149.紀伊國屋書店 札幌本店
さて、札幌最後の営業は、紀伊國屋書店札幌店。JR札幌駅の前、ちょうど開催していたNHK杯のエキシビションのライブビューイングを横目で見ながら西方向に進んでいく。すると、駅のすぐ脇の道路を隔てた向かい側、ガラス張りのおしゃれな建物に、見慣れた紀伊國屋の青い文字が。
おお、なんておしゃれ。その外観だけでテンションが上がる。
中に入ると、期待を裏切らない、明るく洗練された店内だ。多くの書店に窓はない。本は日に焼けると変色するし、壁一面に本棚を置きたいので、窓があったとしてもつぶして使うのが一般的だ。さすがに日焼けのシェードはかかっているものの、こんな大きな窓の書店は見たことがない。
什器の高さもそれほど高くないので、大きな窓と相まって、ゆったりした空間を感じられる。
そして、内装も素敵だ。店舗の片側の壁面全部が雑誌コーナーになっていて、さまざまな雑誌が面陳されている。その数は全部でどれくらいだろう?その量にも圧倒されるが、壁面とその前の平台がブルーで統一されているのがいい。

◆ **提供資料**:
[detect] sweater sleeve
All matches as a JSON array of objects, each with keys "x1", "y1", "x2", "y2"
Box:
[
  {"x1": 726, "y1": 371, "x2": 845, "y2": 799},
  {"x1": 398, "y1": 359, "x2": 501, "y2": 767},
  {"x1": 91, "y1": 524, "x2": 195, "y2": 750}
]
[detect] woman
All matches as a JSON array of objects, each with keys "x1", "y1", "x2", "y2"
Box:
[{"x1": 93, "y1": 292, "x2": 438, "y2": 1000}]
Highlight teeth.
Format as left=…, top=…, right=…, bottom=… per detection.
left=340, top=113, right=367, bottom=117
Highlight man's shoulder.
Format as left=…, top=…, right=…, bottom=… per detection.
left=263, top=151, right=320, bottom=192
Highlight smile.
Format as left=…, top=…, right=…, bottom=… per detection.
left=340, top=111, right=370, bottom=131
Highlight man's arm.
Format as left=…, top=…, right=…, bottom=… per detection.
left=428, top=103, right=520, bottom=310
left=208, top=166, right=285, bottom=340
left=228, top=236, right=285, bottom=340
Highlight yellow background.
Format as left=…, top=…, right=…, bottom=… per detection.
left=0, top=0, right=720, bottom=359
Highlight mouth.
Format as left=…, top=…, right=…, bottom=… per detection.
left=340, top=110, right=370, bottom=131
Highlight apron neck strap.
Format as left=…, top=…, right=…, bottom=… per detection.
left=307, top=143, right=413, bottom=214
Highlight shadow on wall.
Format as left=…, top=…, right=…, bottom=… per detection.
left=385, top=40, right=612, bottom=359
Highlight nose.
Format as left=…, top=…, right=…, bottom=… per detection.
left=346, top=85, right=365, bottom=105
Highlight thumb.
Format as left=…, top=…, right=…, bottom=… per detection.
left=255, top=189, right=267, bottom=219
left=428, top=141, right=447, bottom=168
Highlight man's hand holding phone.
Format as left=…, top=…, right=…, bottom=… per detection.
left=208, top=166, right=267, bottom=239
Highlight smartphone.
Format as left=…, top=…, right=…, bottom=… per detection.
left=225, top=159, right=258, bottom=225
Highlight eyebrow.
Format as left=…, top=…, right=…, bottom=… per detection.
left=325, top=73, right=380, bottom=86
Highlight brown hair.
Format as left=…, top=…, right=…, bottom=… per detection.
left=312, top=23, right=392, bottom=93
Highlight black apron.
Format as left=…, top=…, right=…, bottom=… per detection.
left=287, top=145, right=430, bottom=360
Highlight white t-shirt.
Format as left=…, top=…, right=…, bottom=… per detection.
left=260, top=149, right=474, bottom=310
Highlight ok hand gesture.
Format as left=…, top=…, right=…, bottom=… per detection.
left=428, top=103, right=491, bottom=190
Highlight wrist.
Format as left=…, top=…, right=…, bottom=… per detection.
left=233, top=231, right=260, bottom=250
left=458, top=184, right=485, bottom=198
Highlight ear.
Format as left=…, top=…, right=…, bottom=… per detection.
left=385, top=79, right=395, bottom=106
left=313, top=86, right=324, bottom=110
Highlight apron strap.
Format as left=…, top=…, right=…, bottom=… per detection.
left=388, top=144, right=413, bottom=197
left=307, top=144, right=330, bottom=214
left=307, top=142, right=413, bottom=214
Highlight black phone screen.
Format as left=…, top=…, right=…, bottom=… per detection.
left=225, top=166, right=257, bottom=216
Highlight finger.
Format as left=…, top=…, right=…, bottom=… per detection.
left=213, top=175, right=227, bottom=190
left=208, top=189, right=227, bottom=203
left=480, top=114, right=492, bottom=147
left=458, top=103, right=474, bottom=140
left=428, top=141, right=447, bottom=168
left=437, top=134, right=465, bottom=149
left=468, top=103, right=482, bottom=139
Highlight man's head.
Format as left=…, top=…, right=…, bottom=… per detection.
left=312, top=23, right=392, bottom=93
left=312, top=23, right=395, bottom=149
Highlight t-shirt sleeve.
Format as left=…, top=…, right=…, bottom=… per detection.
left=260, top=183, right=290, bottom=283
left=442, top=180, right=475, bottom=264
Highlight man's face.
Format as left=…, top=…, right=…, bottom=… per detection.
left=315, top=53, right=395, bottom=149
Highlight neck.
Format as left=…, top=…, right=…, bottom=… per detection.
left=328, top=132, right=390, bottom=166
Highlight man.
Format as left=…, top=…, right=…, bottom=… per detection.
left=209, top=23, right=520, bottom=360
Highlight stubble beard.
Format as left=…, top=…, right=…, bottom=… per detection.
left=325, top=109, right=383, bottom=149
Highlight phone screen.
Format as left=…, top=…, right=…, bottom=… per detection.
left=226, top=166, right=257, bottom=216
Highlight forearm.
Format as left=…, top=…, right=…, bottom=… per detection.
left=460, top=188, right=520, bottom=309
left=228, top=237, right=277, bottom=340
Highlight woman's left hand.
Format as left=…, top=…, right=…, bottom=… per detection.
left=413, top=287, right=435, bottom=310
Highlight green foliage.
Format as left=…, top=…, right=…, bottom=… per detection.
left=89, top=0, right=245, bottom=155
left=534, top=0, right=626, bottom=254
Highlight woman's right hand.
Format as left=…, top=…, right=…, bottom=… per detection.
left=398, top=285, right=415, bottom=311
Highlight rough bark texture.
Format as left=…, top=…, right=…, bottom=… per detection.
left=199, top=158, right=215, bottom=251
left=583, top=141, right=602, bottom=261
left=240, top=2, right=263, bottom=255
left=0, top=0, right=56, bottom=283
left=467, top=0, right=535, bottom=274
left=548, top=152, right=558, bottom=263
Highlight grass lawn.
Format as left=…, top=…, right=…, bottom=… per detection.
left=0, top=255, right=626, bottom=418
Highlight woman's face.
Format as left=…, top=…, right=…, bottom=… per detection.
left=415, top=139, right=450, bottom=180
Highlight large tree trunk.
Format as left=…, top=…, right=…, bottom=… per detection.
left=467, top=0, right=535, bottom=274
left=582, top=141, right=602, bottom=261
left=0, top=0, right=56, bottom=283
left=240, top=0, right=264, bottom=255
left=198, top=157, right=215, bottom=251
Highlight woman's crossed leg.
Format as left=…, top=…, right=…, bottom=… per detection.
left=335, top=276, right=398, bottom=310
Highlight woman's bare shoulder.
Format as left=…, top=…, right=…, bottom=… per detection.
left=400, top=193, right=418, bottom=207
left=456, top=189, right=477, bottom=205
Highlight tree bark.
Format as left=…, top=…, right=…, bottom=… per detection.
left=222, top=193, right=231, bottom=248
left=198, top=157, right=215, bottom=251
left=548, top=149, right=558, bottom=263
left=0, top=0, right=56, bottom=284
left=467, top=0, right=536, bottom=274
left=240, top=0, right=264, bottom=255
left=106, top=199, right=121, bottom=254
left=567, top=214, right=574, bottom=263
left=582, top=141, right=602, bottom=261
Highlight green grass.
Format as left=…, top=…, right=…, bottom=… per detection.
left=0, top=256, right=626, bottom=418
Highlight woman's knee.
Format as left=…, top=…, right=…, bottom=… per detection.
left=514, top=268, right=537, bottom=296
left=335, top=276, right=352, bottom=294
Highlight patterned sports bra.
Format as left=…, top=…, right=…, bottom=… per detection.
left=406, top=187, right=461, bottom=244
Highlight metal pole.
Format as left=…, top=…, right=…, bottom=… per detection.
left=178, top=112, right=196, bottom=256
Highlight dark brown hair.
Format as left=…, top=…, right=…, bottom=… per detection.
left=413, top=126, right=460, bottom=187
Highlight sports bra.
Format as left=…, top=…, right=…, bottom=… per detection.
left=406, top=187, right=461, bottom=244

◆ **課題一覧**:
- a) 書店訪問記の次の一文を英語に訳せ。「什器の高さもそれほど高くないので、大きな窓と相まって、ゆったりした空間を感じられる。」
- b) 書店訪問記の最後の文に続けて、その先を書き進めよ。
一覧は書店訪問記とは別の資料である。

◆ **解答**:
- a) The fixtures aren't very tall either, so together with the large windows, the space feels open and relaxed.

- b)
天井の白地にブルーの鳥のようなアクセントが飾られているのも楽しい。
レジの裏の窓のところにはアクリルの展示スペースがあるし、真ん中の方の棚は横一列ではなく、ウエーブのようにゆるやかな曲線を作っている。什器も4段ほどの低さで、エンド側はAという文字の横棒がない形のデザインになっている。
2階にはギャラリーもあり、訪れた時はハンドプリントテキスタイルの展示をやっていた。
案内してくださったのは、傳甫雪見さん。素敵なお名前のチャーミングな女性でしたが、テンション上がり過ぎて傳甫さんご自身の写真を撮り忘れてしまいました。残念。
「店の内装は、12年前のオープンの時に海外の建築家に依頼してやってもらったのだそうです」
確かに、遊びごころのある空間の使い方は、日本というより海外の書店を彷彿とさせる。
「ただ、実際に使ってみると、日本では合わない部分もあって、アレンジしているところもありますが」
なるほど、エンド台などあとから足したものだろう、と推測する。それでも、空間の素敵さは損なってはいない。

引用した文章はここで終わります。